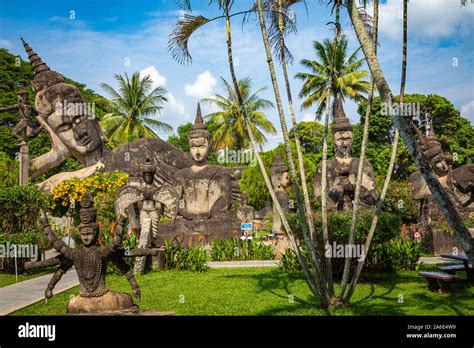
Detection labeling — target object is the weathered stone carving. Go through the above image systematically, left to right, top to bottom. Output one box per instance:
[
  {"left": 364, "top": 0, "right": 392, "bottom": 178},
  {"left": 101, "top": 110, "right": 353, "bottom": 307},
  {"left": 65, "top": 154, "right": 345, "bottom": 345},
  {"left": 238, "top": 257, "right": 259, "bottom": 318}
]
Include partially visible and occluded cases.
[
  {"left": 19, "top": 39, "right": 194, "bottom": 191},
  {"left": 0, "top": 85, "right": 42, "bottom": 142},
  {"left": 313, "top": 98, "right": 377, "bottom": 211},
  {"left": 155, "top": 104, "right": 239, "bottom": 245},
  {"left": 410, "top": 127, "right": 474, "bottom": 245},
  {"left": 271, "top": 153, "right": 290, "bottom": 235},
  {"left": 114, "top": 157, "right": 179, "bottom": 274},
  {"left": 37, "top": 192, "right": 137, "bottom": 313},
  {"left": 237, "top": 193, "right": 255, "bottom": 232}
]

● Requirement
The expected output is the full material above, word for word, without pictures.

● Answer area
Detection labeling — target object is the weathered stone carving. Go through the above image systematically, left to right, top to bottom. Output one box per instance:
[
  {"left": 364, "top": 0, "right": 392, "bottom": 178},
  {"left": 101, "top": 110, "right": 353, "bottom": 307},
  {"left": 65, "top": 154, "right": 345, "bottom": 345},
  {"left": 238, "top": 257, "right": 259, "bottom": 318}
]
Include partially visible and occluded cases.
[
  {"left": 19, "top": 39, "right": 194, "bottom": 191},
  {"left": 0, "top": 85, "right": 42, "bottom": 142},
  {"left": 313, "top": 98, "right": 377, "bottom": 211},
  {"left": 155, "top": 104, "right": 239, "bottom": 245},
  {"left": 410, "top": 127, "right": 474, "bottom": 245},
  {"left": 271, "top": 153, "right": 290, "bottom": 235},
  {"left": 114, "top": 157, "right": 179, "bottom": 274},
  {"left": 37, "top": 192, "right": 137, "bottom": 313},
  {"left": 237, "top": 193, "right": 255, "bottom": 232}
]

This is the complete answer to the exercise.